* **Work to complete**
For the listing below, output exactly the lines from the line with "Every instance of the white wire" up to and including the line with "Every instance of the bird's black", and no other lines.

* **Data**

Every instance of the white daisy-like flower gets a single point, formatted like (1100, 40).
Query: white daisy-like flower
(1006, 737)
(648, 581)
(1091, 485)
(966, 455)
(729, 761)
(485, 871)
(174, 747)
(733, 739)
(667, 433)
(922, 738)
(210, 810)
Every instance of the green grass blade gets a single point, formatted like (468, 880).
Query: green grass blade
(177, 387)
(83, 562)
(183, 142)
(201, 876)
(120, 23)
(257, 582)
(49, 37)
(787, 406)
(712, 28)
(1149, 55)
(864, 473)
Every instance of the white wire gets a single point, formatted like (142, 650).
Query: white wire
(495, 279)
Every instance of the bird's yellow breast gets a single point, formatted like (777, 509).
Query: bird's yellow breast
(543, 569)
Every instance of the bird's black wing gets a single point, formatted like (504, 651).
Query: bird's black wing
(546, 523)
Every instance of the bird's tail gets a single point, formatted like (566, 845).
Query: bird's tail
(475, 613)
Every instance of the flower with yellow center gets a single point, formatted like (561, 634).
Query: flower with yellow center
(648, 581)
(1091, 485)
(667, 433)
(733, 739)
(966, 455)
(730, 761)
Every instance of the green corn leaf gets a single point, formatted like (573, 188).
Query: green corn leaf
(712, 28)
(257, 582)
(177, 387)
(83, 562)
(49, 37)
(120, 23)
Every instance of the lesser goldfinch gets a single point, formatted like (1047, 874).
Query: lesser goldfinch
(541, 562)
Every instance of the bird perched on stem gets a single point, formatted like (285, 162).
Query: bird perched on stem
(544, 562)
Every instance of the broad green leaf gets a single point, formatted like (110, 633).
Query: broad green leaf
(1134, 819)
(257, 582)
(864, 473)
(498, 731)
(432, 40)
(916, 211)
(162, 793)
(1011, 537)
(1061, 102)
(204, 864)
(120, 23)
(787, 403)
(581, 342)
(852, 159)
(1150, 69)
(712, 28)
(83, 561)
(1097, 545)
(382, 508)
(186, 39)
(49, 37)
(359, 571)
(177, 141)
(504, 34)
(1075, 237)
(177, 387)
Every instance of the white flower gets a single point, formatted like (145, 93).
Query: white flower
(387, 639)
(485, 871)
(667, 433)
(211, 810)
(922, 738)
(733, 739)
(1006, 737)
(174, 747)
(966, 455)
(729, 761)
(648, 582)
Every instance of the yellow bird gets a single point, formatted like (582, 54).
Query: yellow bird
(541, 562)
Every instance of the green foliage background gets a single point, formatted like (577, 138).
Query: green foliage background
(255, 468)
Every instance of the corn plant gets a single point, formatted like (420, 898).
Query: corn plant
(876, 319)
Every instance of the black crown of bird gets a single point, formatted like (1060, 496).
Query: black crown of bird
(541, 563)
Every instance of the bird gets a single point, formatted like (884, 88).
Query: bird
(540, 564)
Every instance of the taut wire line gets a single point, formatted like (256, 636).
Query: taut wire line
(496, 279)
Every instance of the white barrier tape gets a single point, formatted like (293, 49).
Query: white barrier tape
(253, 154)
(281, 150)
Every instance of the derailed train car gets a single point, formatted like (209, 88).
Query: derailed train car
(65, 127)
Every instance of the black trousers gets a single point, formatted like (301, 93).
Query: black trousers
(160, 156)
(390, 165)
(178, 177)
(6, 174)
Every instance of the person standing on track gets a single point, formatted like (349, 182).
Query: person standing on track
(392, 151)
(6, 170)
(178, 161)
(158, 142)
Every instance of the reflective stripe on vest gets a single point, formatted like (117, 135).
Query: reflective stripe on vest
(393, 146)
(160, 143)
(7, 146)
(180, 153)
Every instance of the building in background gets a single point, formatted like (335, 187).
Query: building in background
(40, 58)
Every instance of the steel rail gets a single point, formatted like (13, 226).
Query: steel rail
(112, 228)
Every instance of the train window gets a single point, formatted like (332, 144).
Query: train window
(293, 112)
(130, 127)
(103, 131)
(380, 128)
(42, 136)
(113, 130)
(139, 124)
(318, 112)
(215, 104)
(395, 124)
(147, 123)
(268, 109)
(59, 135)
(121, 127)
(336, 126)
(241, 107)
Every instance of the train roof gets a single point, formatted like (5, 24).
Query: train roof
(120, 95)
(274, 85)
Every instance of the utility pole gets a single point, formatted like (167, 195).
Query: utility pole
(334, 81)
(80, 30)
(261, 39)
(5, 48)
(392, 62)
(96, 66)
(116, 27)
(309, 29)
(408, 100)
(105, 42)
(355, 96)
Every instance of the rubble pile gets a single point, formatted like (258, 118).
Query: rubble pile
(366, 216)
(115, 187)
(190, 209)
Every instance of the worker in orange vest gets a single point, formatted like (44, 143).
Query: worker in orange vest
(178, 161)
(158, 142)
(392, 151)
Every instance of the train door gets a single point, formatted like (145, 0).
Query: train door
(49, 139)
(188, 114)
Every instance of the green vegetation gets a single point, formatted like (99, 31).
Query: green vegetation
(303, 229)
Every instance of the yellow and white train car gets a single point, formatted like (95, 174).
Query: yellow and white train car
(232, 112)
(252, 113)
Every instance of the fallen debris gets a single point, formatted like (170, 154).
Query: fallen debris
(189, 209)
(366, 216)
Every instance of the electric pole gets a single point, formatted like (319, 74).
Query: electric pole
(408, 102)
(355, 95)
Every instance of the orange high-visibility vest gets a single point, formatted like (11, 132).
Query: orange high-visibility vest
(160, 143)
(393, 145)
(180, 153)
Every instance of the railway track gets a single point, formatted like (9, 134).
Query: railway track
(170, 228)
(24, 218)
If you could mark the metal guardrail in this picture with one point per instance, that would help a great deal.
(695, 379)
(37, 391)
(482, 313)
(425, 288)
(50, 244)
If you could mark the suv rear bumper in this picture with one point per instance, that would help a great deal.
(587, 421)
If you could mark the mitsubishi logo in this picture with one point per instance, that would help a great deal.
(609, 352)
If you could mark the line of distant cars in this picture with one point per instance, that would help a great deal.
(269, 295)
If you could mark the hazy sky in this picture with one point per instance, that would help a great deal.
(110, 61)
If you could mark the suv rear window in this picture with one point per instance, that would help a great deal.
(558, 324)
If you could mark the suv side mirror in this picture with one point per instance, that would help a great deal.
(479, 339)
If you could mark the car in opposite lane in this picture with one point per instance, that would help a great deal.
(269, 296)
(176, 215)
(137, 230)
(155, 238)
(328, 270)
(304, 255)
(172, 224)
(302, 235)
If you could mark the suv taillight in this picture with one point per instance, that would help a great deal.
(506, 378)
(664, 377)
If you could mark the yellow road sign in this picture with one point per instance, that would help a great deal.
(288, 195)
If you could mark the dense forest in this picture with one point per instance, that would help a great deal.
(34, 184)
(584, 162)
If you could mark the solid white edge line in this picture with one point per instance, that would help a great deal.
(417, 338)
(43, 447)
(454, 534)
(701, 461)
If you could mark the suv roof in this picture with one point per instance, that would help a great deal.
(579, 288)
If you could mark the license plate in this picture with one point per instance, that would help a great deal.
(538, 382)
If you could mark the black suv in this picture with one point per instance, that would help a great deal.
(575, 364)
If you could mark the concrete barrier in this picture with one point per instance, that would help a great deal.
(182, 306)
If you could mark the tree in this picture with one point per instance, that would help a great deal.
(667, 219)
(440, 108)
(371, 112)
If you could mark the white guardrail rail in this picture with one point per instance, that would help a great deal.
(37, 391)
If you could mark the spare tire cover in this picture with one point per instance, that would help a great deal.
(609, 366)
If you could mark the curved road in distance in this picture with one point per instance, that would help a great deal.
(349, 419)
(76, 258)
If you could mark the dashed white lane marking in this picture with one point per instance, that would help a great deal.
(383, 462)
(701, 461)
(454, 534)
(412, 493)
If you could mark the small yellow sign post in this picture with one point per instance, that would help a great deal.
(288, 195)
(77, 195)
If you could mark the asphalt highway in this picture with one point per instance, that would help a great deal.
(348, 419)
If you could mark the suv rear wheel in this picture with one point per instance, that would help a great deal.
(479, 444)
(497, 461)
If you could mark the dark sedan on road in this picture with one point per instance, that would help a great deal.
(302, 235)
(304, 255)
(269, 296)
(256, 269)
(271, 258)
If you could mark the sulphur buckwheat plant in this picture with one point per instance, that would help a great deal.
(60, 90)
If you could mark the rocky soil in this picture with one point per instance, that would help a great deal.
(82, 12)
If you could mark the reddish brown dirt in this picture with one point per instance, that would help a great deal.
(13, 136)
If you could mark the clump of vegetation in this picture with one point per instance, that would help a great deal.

* **Task response**
Every instance of the white wire gets a single point, formatted like (142, 650).
Query: white wire
(495, 279)
Every instance of the bird's yellow breast gets a single point, formatted like (777, 509).
Query: bird's yellow breast
(543, 569)
Every instance of the bird's black wing gets a single point, formatted like (504, 651).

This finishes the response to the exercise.